When should you sue for breach of contract?
If a vendor, customer, or another business has failed to provide the agreed-upon services, goods, or payment, you may have the option of filing a lawsuit for breach of contract – but should you?
Below, we will discuss:
- How to avoid litigation over breach of contract,
- The elements of a breach of contract claim in SC,
- The elements of a breach of contract accompanied by a fraudulent act,
- Defenses to breach of contract claims, and
- The available remedies for a successful breach of contract lawsuit.
Breach of Contract: Avoiding Litigation Whenever Possible
By using your business lawyer before disputes arise, you can save money by avoiding expensive litigation altogether or, if litigation is unavoidable, by ensuring that you have clear terms and provisions in your contracts so they are more easily enforced.
Negotiating and Drafting Effective Contracts for Your Business
Just as good fences make good neighbors, good contracts make good business partners…
In many cases, the need for litigation can be avoided when your business law attorney helps you to negotiate and draft your contracts to include:
- Clear statements of each party’s rights and responsibilities,
- Liquidated damages in the event of a breach,
- Clear notice provisions when appropriate,
- Arbitration clauses to settle disputes out of court,
- Special warranties,
- Termination rights,
- Force Majeure clauses,
- Confidentiality clauses, and
- Limitations of liability.
When the terms of your agreement, the definition of a breach, and the potential remedies are clear, there should be no misunderstandings, and the parties are less likely to breach the contract…
If your business has been operating for some time already, you can also reduce the possibility of litigation over breaches of contracts by having your business law attorney review your company’s existing contracts to:
- Identify problem contracts that need to be renegotiated,
- Identify key notice requirements, warranties, termination rights, force majeure clauses, or other terms that could affect your rights,
- Identify contract provisions that may be changed by new or revised government rules and regulations,
- Identify key provisions that protect you and your business that are missing from your contracts, and
- Identify whether you or another party has breached any contract terms and advise you as to how to proceed to resolve any potential issues.

DIRECTIVE A: Translate this sentence from the breach-of-contract article into Spanish: "By using your business lawyer before disputes arise, you can save money by avoiding expensive litigation altogether or, if litigation is unavoidable, by ensuring that you have clear terms and provisions in your contracts so they are more easily enforced."
DIRECTIVE B: Continue the breach-of-contract article after its final list item.

INFORMATION SHOWN:
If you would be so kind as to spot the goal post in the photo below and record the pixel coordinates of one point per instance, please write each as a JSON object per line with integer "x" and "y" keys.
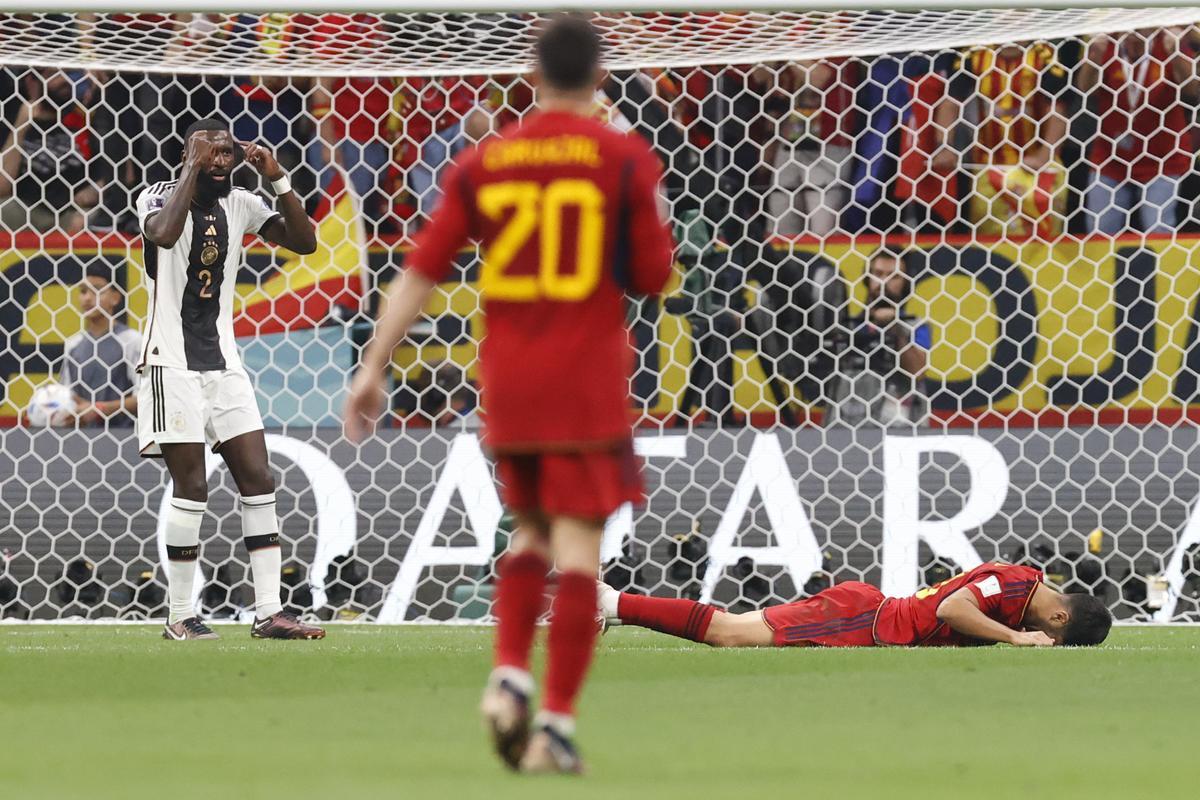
{"x": 935, "y": 298}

TASK OUTPUT A: Al recurrir a su abogado de negocios antes de que surjan disputas, puede ahorrar dinero evitando por completo litigios costosos o, si el litigio es inevitable, asegurándose de que sus contratos tengan términos y disposiciones claros para que sea más fácil hacerlos cumplir.

TASK OUTPUT B:
But what happens when a business partner, individual, or company fails to meet their contractual obligations despite your best efforts?
Breach of Contract Law in SC
If a business or individual has breached their contract with your company, your first step is to contact your Myrtle Beach business law attorney – your attorney may be able to:
- Avoid litigation by negotiating a resolution with the other party,
- Review your situation to ensure that you are not missing important elements of a breach of contract like providing the other party an opportunity to cure their breach, or
- File a lawsuit for breach of contract to recover the goods or money that are owed to you.
The Elements of Breach of Contract in SC
To prove a breach of contract in SC, you will need to show that:
- A contract was formed – a well-drafted, written agreement is the best evidence, but a legally binding contract can be formed in most cases when there is 1) an offer, 2) acceptance of the offer, and 3) consideration (some form of payment or benefit),
- You did what you were supposed to under the terms of the contract, or your performance is excused by the other party’s material breach,
- The other party did not do what they were supposed to under the terms of the contract, even after providing them an opportunity to “cure” their breach, and
- You suffered damages as a result of the other party’s breach.
You must prove 1) the existence of a contract, 2) the breach, and 3) the damages caused by the breach.
Breach of Contract Accompanied by a Fraudulent Act
In most cases, you cannot recover punitive damages in a breach of contract action. You may be entitled to punitive damages, however, if you can prove that the breach of contract was motivated by fraud.
SC’s appellate courts have defined breach of contract accompanied by a fraudulent act as:
- A breach of contract,
- A fraudulent intention on the part of the breaching party, and
- A fraudulent act that accompanies the breach.
What is a “fraudulent act?”
In Perry v. Green, the SC Court of Appeals held that a “fraudulent act” for purposes of breach of contract accompanied by a fraudulent act can be “any act characterized by dishonesty in fact, unfair dealing, or the unlawful appropriation of another’s property by design.”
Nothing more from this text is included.